• **SUPPLIED TEXT**
THE PARADOX OF BRITAIN BETWEEN THE WARS

A bracing study that demonstrates how the drumbeat of doom became self-perpetuating.

Overy (Modern History/Univ. of Exeter; The Dictators: Hitler’s Germany, Stalin’s Russia, 2004, etc.) chronicles the various forces of anxiety that gripped British society in the interwar period.

The author calls this era the “morbid age,” when the Great War had shattered the hopeful progression for civilization during the previous “rosy belle époque,” ushering in fears about impending catastrophe. Overy considers these gloomy forces in turn, from the physical evidence of human breakdown in the form of the war’s survivors—millions of men shell-shocked and psychologically damaged—to frightening predictions by social scientists and the growing appeal of eugenics, psychoanalysis and pacifism. Writers like Leonard Woolf rued the passing of the “ordered way of life” to be replaced by surges of “hatred, fear and self-preservation” after the war, and seminal jeremiads by H.G. Wells, Gilbert Murray, Oswald Spengler and Arnold Toynbee announced a crisis of Western civilization. The capitalist system was doomed to decay, asserted intellectuals Beatrice and Sidney Webb, while Walter Greenwood’s sadly realistic working-class novel Love on the Dole (1933) captured the popular despair during hard economic times. Overy’s chapter “A Sickness in the Body” examines the work of early birth-control crusaders like Marie Stopes, whose aim was actually “race improvement” and discouragement of “reckless breeding” by the “unfit”—though Overy skirts the issue of anti-Semitism. Meanwhile, the fashionable new field of psychoanalysis was going to cure the ills of civilization, even though Freud’s prognosis was essentially pessimistic. As the fear of a new world crisis loomed, people wondered about the causes of war, peace activists tried to be heard and public sentiment fractured into “creed wars” represented by extreme factions such as Soviet communism and German National Socialism. Overy proves to be a fastidious researcher, and he creates an intriguing, albeit scholarly, narrative.

• **SOURCE MATERIAL**

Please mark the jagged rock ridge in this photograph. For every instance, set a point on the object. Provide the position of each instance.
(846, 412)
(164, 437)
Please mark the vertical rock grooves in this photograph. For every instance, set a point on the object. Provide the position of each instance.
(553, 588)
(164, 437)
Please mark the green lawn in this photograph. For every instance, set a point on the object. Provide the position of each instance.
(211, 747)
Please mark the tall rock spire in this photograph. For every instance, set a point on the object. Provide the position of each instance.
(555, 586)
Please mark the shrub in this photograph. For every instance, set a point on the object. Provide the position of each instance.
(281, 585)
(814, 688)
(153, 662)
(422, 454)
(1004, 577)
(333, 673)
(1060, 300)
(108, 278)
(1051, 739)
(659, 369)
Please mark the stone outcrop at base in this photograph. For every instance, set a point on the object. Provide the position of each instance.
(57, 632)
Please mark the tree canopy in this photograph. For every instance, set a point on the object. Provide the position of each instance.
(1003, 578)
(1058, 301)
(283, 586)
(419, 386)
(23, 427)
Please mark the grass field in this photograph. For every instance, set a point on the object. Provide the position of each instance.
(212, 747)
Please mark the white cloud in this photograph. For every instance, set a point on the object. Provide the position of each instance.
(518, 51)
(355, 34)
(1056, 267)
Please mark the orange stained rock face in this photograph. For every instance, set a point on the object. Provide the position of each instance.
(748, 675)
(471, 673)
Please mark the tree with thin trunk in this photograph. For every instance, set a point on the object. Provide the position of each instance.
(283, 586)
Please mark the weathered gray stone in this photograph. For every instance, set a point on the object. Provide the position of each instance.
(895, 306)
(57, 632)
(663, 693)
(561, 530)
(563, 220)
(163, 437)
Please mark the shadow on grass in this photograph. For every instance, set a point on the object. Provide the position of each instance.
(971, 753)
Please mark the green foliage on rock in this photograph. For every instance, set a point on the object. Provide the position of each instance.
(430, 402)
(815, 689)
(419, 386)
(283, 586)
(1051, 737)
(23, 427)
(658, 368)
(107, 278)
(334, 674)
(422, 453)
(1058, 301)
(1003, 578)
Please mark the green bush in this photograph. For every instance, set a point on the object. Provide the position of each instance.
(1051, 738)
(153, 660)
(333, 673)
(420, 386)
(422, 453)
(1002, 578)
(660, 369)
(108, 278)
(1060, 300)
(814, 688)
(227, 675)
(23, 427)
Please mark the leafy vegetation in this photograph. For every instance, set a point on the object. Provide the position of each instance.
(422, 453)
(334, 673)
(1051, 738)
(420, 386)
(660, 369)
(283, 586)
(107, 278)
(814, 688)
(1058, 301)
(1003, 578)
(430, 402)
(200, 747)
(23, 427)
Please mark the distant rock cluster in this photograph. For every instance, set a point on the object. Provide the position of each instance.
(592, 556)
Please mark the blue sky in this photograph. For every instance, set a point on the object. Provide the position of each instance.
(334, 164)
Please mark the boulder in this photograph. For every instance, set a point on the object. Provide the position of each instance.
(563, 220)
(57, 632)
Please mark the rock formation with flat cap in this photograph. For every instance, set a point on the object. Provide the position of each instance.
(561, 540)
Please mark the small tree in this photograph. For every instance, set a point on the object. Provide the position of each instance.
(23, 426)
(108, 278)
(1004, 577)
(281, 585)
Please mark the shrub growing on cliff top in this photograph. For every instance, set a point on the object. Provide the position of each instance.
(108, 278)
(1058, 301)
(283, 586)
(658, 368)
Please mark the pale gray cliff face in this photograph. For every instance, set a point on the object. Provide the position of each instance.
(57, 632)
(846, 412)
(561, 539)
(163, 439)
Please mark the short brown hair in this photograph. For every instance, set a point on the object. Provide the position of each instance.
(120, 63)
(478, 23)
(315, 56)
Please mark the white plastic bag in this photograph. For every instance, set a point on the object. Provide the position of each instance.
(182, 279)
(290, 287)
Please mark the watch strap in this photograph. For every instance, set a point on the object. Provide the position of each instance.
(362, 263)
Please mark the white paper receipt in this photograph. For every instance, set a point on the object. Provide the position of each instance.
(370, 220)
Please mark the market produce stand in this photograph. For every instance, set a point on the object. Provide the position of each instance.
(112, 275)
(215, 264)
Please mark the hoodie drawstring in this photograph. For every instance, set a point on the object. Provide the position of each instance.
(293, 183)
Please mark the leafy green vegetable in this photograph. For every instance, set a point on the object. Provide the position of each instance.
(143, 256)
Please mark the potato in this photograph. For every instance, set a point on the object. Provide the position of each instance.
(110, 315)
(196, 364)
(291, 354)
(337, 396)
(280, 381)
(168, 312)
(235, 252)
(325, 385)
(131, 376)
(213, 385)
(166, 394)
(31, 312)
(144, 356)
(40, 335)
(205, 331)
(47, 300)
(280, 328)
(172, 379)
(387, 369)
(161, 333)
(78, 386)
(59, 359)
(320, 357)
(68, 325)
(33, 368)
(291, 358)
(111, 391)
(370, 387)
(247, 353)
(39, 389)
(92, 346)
==
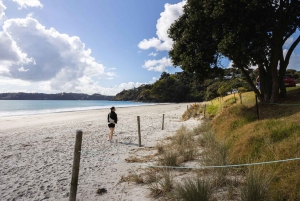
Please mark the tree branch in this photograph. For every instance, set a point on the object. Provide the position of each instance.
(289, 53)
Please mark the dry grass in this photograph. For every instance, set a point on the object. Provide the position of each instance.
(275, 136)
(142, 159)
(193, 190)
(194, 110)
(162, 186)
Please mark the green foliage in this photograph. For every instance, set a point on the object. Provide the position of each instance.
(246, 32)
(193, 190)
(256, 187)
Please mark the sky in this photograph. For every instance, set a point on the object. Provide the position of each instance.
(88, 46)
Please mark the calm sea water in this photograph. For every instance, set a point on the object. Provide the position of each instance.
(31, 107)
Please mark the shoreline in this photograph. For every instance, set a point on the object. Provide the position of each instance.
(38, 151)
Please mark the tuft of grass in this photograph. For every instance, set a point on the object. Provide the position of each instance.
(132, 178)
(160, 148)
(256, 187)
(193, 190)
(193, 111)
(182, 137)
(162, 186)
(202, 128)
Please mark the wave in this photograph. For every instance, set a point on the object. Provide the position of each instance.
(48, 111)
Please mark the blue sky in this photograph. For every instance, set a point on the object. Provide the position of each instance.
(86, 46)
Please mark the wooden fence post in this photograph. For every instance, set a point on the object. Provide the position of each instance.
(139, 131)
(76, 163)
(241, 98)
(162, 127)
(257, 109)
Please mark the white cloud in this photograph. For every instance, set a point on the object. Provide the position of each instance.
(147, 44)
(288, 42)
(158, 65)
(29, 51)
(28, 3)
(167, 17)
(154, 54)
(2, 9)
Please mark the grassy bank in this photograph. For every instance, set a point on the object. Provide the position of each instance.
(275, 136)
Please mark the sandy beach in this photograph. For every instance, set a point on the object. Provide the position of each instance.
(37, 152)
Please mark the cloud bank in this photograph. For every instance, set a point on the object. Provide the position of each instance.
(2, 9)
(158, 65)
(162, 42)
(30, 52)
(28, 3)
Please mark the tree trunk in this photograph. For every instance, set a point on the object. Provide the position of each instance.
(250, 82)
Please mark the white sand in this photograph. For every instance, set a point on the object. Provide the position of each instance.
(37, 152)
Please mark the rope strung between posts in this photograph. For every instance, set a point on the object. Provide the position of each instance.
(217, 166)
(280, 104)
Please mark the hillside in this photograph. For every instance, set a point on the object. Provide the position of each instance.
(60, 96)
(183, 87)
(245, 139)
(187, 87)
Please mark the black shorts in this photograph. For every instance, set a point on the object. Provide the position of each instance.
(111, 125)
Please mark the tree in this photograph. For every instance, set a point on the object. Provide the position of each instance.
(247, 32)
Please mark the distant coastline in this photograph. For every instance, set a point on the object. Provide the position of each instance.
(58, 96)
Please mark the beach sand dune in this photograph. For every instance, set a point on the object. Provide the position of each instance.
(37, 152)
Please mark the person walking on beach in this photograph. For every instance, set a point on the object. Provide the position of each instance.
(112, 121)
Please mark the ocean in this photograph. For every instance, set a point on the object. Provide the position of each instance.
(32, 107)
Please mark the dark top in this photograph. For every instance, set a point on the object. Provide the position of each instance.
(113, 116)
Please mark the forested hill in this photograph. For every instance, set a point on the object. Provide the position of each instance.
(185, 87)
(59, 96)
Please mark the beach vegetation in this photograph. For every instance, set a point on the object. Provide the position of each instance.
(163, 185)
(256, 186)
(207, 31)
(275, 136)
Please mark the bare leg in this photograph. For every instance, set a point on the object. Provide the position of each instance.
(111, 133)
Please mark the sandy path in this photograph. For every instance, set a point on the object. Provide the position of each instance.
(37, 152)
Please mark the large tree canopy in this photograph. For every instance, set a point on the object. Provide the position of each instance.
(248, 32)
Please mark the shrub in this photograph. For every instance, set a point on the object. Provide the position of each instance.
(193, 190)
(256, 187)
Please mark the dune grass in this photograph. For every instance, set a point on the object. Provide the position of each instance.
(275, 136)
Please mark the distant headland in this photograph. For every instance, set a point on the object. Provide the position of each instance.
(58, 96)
--
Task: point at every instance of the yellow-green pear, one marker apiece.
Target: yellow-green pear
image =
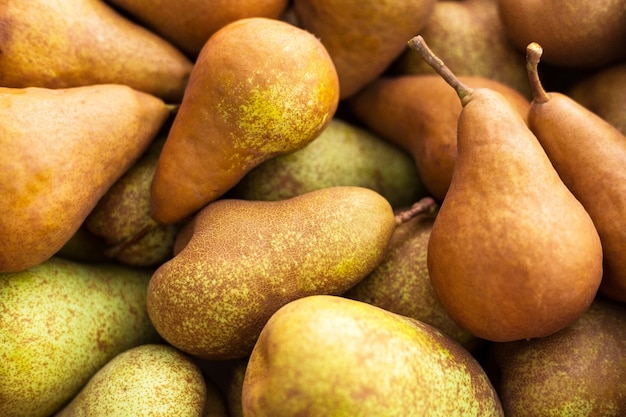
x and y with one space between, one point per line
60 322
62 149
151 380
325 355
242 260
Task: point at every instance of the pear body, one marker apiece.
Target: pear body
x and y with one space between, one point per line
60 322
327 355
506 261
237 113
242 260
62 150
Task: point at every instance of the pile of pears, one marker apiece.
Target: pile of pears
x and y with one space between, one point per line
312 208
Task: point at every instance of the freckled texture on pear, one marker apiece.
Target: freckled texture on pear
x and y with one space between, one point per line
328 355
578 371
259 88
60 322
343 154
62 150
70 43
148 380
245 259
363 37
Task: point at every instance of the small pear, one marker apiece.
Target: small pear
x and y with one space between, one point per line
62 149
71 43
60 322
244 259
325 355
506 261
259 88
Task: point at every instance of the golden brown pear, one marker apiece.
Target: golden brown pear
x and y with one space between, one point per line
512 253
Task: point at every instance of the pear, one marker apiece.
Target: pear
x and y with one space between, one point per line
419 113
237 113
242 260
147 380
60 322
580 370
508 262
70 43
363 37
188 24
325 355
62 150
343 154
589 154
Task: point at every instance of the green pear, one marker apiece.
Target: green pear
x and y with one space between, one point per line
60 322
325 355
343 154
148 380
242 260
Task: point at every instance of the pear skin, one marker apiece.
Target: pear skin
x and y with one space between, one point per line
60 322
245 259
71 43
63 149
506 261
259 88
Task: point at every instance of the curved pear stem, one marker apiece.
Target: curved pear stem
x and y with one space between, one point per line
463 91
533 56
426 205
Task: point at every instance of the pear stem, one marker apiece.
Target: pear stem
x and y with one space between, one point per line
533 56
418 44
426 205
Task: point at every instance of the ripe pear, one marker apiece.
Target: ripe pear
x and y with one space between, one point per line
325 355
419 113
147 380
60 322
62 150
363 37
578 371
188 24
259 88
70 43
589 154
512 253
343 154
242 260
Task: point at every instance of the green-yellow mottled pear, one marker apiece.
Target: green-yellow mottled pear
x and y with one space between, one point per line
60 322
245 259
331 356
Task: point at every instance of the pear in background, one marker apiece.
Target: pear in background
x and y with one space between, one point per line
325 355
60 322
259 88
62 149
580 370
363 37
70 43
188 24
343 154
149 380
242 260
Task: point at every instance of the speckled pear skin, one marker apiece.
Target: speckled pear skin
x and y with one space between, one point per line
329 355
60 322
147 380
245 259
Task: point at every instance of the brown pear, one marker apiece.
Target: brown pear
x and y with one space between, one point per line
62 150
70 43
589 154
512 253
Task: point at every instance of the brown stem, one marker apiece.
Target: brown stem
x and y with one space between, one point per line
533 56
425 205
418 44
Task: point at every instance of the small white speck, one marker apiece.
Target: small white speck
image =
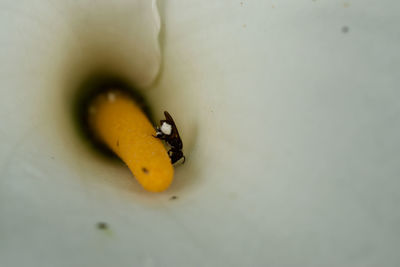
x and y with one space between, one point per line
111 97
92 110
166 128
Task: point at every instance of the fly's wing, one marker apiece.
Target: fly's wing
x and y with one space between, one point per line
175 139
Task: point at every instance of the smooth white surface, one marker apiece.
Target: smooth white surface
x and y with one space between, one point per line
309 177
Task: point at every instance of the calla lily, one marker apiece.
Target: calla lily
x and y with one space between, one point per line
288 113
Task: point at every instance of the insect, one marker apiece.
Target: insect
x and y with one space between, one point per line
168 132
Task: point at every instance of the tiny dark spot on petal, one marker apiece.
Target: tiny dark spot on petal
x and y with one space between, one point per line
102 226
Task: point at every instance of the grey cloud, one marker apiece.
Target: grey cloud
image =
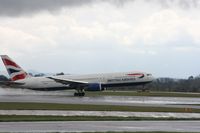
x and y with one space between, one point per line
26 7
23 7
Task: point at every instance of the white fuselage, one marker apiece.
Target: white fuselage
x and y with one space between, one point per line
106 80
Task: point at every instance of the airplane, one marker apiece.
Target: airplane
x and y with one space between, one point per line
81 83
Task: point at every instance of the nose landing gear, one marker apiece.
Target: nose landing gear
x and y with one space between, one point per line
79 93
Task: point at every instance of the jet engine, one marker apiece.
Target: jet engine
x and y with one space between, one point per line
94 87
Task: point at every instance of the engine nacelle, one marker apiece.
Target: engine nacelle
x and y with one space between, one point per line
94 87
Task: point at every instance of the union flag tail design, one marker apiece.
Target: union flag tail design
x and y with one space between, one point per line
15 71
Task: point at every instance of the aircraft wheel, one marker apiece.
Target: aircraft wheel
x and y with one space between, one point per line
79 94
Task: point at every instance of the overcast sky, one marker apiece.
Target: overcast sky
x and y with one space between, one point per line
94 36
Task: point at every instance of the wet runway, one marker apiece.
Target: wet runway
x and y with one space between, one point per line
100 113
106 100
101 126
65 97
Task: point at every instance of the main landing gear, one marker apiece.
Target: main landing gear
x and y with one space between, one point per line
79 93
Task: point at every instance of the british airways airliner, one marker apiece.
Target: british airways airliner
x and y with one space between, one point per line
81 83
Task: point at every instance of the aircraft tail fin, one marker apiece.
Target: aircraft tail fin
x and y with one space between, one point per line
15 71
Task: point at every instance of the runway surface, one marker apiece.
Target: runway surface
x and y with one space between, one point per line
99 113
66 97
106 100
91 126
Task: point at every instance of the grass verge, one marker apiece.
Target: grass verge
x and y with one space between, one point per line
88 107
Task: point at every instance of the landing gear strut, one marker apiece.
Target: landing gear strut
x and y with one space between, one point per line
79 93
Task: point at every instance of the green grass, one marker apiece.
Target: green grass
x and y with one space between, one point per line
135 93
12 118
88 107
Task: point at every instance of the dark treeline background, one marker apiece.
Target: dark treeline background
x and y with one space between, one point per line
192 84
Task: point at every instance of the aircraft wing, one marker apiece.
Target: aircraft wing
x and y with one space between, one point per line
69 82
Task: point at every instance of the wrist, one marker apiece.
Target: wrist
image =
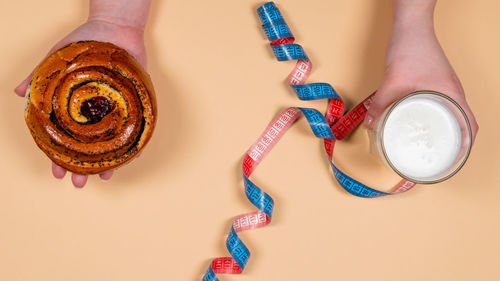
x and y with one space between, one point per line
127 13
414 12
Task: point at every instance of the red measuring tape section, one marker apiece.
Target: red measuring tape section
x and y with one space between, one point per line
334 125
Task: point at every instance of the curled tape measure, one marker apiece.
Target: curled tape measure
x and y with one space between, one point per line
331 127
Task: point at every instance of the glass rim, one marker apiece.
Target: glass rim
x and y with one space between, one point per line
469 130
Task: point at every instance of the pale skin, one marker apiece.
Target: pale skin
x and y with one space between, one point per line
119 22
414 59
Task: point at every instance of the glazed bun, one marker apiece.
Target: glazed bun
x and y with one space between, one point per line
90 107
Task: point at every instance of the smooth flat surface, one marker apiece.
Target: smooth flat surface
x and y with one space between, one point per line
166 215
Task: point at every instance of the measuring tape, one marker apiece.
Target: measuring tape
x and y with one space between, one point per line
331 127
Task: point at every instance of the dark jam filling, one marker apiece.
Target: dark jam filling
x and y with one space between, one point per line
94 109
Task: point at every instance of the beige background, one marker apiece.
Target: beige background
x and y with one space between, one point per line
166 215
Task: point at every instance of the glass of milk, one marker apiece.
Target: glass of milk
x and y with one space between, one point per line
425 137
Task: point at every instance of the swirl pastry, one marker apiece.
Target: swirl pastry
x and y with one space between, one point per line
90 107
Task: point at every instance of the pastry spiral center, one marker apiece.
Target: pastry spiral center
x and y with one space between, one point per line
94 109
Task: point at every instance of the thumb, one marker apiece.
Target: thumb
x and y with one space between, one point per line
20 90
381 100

• **EXERCISE OBJECTIVE**
In the review of the study of interwar Britain, what name does Overy give to that era? The data comes from a different source than the review.

• **RESULT**
He calls it the "morbid age."